# Source records
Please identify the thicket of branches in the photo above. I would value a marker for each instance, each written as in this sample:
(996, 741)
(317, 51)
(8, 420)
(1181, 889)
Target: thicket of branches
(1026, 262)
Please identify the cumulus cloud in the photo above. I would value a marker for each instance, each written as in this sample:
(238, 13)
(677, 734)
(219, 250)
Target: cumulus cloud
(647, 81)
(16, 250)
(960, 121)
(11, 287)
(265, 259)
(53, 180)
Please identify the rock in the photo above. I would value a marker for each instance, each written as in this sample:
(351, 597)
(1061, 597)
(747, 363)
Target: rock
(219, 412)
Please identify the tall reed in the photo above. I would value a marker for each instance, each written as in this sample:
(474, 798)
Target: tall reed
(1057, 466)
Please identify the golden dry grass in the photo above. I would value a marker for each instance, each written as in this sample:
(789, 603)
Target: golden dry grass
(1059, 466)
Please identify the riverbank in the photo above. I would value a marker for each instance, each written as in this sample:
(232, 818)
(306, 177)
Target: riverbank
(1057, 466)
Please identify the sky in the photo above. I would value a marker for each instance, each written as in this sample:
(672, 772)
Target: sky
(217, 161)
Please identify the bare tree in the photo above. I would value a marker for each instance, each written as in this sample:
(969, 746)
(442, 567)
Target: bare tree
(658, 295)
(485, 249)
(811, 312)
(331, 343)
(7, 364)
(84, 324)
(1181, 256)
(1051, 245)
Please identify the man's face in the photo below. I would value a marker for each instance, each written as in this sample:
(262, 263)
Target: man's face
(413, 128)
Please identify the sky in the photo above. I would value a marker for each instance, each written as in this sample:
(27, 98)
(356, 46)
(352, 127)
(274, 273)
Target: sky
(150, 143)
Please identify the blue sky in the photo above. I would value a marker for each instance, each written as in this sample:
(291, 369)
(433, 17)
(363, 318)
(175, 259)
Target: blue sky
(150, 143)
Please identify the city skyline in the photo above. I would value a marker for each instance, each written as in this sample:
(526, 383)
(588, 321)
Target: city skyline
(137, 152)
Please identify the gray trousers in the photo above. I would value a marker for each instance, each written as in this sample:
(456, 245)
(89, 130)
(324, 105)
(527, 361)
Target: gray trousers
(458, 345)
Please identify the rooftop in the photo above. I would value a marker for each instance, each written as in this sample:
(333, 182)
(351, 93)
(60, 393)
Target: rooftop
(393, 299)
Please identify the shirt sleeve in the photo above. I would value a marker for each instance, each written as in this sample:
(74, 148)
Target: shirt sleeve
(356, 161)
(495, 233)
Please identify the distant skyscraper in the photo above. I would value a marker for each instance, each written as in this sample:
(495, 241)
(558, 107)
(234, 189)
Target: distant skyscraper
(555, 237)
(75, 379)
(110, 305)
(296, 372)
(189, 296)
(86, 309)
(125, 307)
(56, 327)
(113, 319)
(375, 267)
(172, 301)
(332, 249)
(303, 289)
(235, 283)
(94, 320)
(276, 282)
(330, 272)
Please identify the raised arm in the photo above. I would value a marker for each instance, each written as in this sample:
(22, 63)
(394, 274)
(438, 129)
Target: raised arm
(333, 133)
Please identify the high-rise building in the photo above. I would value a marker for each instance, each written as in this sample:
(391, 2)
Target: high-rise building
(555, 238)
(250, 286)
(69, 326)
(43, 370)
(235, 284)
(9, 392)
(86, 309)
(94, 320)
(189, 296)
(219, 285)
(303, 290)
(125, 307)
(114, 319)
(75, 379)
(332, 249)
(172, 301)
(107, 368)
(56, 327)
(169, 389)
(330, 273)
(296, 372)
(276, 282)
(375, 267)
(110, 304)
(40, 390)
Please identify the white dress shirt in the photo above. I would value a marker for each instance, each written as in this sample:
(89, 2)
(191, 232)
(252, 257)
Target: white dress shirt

# Work request
Type the entries out again so that they match exactly.

# Answer to this exercise
Please identify the thicket of branches in the photo above. I would value a marker for each instance, each written as in this sample:
(996, 741)
(317, 51)
(8, 420)
(1181, 889)
Target: thicket of branches
(1026, 262)
Please identify the cumulus cloud in the photo above. I would value a marker for each instance, each written as in this sample:
(238, 13)
(677, 734)
(219, 250)
Target: cumulus cloud
(647, 81)
(16, 250)
(960, 121)
(11, 287)
(265, 259)
(53, 180)
Please identify the rock in the photo above. I would value a marker for each instance, each written as in this sample:
(351, 597)
(1061, 597)
(747, 363)
Target: rock
(219, 412)
Please identify the tall reed in the photo above. I would value a marker for each instance, each written as in this sample:
(474, 798)
Target: tall reed
(1057, 466)
Please identify the golden dry grass in the photo above. I would value a marker for each instance, each written as in this sample:
(789, 603)
Target: golden dry grass
(1059, 466)
Please identify the riverbank in the photo above. I would value a marker for each instance, each written as in this sample:
(232, 818)
(306, 177)
Target: riverbank
(1057, 466)
Please identify the sky in the photo above. I would value a marker for each instance, each written as in this sample:
(672, 772)
Target: sky
(217, 161)
Please identify the bare tree in the photo above. I would value a marker for each instance, each written as in this sample:
(969, 746)
(442, 567)
Target: bare tree
(658, 295)
(485, 249)
(811, 312)
(331, 343)
(7, 364)
(84, 324)
(1181, 256)
(1051, 245)
Please identify the man's face in the photo below. I would value a marker for each instance, each written as in this sample:
(262, 263)
Target: man's face
(413, 128)
Please identify the sky in the photo above. I would value a marker for each instance, each written as in this sample:
(27, 98)
(356, 46)
(352, 127)
(274, 273)
Target: sky
(150, 143)
Please identify the blue sky in the photo above. I would value a marker for each instance, each written as in this sample:
(291, 369)
(433, 17)
(363, 318)
(175, 259)
Target: blue sky
(150, 143)
Please identify the city skyline in the photo above. I would value a marker for each instance, each written as in this sample:
(526, 383)
(588, 321)
Target: city skyline
(137, 152)
Please identify the gray trousers in the photo above. I would value a marker for each instance, each written as in this sample:
(456, 245)
(89, 130)
(324, 105)
(527, 361)
Target: gray trousers
(458, 345)
Please identify the rooftop in the photo above. I would value a marker for each instance, each written as in this sample:
(333, 182)
(351, 93)
(60, 393)
Target: rooftop
(393, 299)
Please identify the shirt sleeve in the photo above. I would value a marker for each instance, each written as in this sample:
(74, 148)
Target: shirt sleeve
(356, 161)
(495, 233)
Please identify the distant skyscraper in the photo above. I would value a marker for each instance, each written as in this sample:
(495, 241)
(558, 107)
(234, 189)
Target: distant skyscraper
(555, 237)
(75, 379)
(110, 305)
(296, 372)
(189, 296)
(86, 309)
(125, 307)
(56, 327)
(113, 319)
(375, 267)
(172, 301)
(332, 249)
(303, 289)
(235, 283)
(94, 320)
(276, 282)
(330, 272)
Please identify the raised arm in the photo above. I would value a marker for each instance, each written as in this sample:
(22, 63)
(394, 274)
(438, 129)
Target: raised arm
(333, 133)
Please identify the high-rise building in the photo above. I would value a marker for each instance, each written as in this sample:
(391, 2)
Target: high-rise building
(555, 238)
(250, 286)
(69, 326)
(43, 370)
(235, 284)
(9, 392)
(86, 309)
(94, 320)
(189, 296)
(219, 285)
(303, 290)
(125, 307)
(114, 319)
(75, 379)
(332, 249)
(172, 301)
(107, 368)
(56, 327)
(169, 389)
(330, 273)
(296, 372)
(276, 282)
(375, 267)
(110, 304)
(40, 390)
Please identify the white dress shirt in the photo above. I would value a marker for each instance, each written as in this sample:
(89, 2)
(191, 232)
(252, 257)
Target: white dress shirt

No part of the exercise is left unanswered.